Answer these questions from the commentary on the Iraq war below, one per line.
(a) What three things does the commentary say the U.S. needs to win the Iraq war?
(b) By how many troops did Gen. George Casey suggest U.S. forces in Iraq might be reduced next year?
(c) Which city do the Kurds want as their capital?

**Study text**
[Start of section]
It is non-exterminatable. That's the point. There may be other measures of dealing with our enemies, but violence is not the path to doing so.
Commentary No. 167, Aug. 15, 2005
"The U.S. Has Lost the Iraq War"
It's over. For the U.S. to win the Iraq war requires three things: defeating the Iraqi resistance; establishing a stable government in Iraq that is friendly to the U.S.; maintaining the support of the American people while the first two are being done. None of these three seem any longer possible. First, the U.S. military itself no longer believes it can defeat the resistance. Secondly, the likelihood that the Iraqi politicians can agree on a constitution is almost nil, and therefore the likelihood of a minimally stable central government is almost nil. Thirdly, the U.S. public is turning against the war because it sees no "light at the end of the tunnel."
As a result, the Bush regime is in an impossible position. It would like to withdraw in a dignified manner, asserting some semblance of victory. But, if it tries to do this, it will face ferocious anger and deception on the part of the war party at home. And if it does not, it will face ferocious anger on the part of the withdrawal party. It will end up satisfying neither, lose face precipitously, and be remembered in ignominy.
Let us see what is happening. This month, Gen. George Casey, the U.S. commanding general in Iraq, suggested that it may be possible to reduce U.S. troops in Iraq next year by 30,000, given improvements in the ability of the Iraqi government's armed forces to handle the situation. Almost immediately, this position came under attack from the war party, and the Pentagon amended this statement to suggest that maybe this wouldn't happen, since maybe the Iraqi forces were not yet ready to handle the situation, which is surely so. At the same time, stories appeared in the leading newspapers suggesting that the level of military sophistication of the insurgent forces has been growing steadily and remarkably. And the increased rate of killings of U.S. soldiers certainly bears this out.
In the debate on the Iraqi constitution, there are two major problems. One is the degree to which the constitution will institutionalize Islamic law. It is conceivable that, given enough time and trust, there could be a compromise on this issue that would more or less satisfy most sides. But the second issue is more intractable. The Kurds, who still really want an independent state, will not settle for less than a federal structure that will guarantee their autonomy, the maintenance of their militia, and control of Kirkuk as their capital and its oil resources as their booty. The Shiites are currently divided between those who feel like the Kurds and want a federal structure, and those who prefer a strong central government provided they can control it and its resources, and provided that it will have an Islamic flavor. And the Sunnis are desperate to maintain a united state, one in which they will minimally get their fair share, and certainly don't want a state governed by Shia interpretations of Islam.
[End of section]
**Information given**
[Start of section]
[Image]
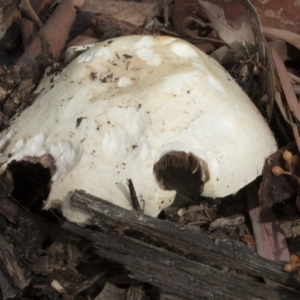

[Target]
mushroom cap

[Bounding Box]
[0,35,276,223]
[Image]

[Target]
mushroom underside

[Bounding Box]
[2,154,56,212]
[153,151,204,200]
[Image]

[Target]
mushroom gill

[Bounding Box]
[153,151,209,199]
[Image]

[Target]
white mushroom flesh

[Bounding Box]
[0,36,276,223]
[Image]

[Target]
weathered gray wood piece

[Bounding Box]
[64,191,300,299]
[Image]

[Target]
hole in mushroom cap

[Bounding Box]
[153,151,208,199]
[5,160,51,213]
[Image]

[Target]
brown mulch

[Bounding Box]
[0,0,300,300]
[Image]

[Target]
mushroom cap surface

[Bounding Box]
[0,36,276,223]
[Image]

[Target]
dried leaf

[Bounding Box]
[198,0,255,45]
[262,27,300,49]
[269,47,300,149]
[82,0,161,26]
[259,143,298,207]
[247,182,290,264]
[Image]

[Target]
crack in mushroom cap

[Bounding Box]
[0,36,276,223]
[End of section]
**Response for this exercise**
(a) Defeating the Iraqi resistance, establishing a stable government in Iraq that is friendly to the U.S., and maintaining the support of the American people while the first two are being done.
(b) 30,000.
(c) Kirkuk.